:: How to complete this task ::
From the murder judgment, return the part starting with "Dated and delivered" and going on through "Kaburu for Accused.", copied word for word.

:: Passage shown ::
**********

The other element which must be proved is mensrea.In other words the prosecution must establish malice aforethought on the part of the accused. The penal code under section 206 clearly enumerates the circumstances which will be established to prove malice aforethought.  One of the circumstances is knowledge that the act or omission causing death will probably cause the death of or grievous harm to some person.  The evidence on record show that a huge stone with blood stains was found next to the toilet where the deceased’s body was dropped.  It is said that the stone was used to

crash the head of the deceased.  According to the post mortem report, the deceased’s skull was fractured.  I can only infer that the accused  used the stone to hit the deceased.  He had knowledge or he ought to have known that such a stone could cause death or grievous harm on the deceased.  For the above reason I find that the accused had malice aforethought.  Of course I am aware that the blood-stained store was not subjected to examination.  That notwithstanding I am convinced that the same was used to crash the deceased’s head.

The remaining issue which came out as a peripheral issue is whether or not the accused was sane.  Doctor Charles Mwangombe (P.W.7) the Psychiatrist who examined the mental state of the accused came to the conclusion that the accused was mentally fit to stand for trial.  He told this court that he had no previous history of the mental status of the accused.  There was no witness who gave evidence showing that the accused had been previously treated for mental illness at any time.

In the end, I am convinced that the defence raised by the accused did not displace the  prosecution’s case.  It would appear the accused wanted to raise the defence of insanity but unfortunately there is strong medical evidence given by Dr. Mwangombe (P.W.7) indicating otherwise.  I see no merit in the defence.  I dismiss the same.  I find the accused guilty of the offence of murder.  He is convicted and sentenced  to suffer death in the manner authorized by law.

Dated and delivered and Mombasa this 27th  day of October 2008.

J. K. SERGON

J U D G E

In open court in the presence of Mr. Ondari for the state and in the presence of the Accused and in the absence of Mr. Kaburu for Accused.

**********

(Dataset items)
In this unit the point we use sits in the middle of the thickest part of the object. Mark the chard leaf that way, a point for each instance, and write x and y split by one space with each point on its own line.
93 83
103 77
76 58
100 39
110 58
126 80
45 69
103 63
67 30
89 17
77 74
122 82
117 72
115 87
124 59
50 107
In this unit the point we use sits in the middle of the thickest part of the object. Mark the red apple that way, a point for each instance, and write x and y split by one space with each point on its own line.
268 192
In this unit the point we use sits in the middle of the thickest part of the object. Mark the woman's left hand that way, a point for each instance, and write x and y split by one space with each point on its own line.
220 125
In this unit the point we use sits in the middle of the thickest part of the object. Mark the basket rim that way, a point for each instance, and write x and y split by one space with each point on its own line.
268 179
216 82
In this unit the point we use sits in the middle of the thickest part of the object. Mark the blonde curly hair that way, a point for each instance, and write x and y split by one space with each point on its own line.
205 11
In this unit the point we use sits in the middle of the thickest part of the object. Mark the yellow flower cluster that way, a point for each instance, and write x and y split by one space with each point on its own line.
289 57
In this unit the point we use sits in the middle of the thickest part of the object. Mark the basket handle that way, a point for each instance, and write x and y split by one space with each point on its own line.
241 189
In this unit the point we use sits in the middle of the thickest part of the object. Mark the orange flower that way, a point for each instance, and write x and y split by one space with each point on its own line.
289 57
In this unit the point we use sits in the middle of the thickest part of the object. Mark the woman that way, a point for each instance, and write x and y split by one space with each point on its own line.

**********

:: Solution ::
Dated and delivered and Mombasa this 27th  day of October 2008.

J. K. SERGON

J U D G E

In open court in the presence of Mr. Ondari for the state and in the presence of the Accused and in the absence of Mr. Kaburu for Accused.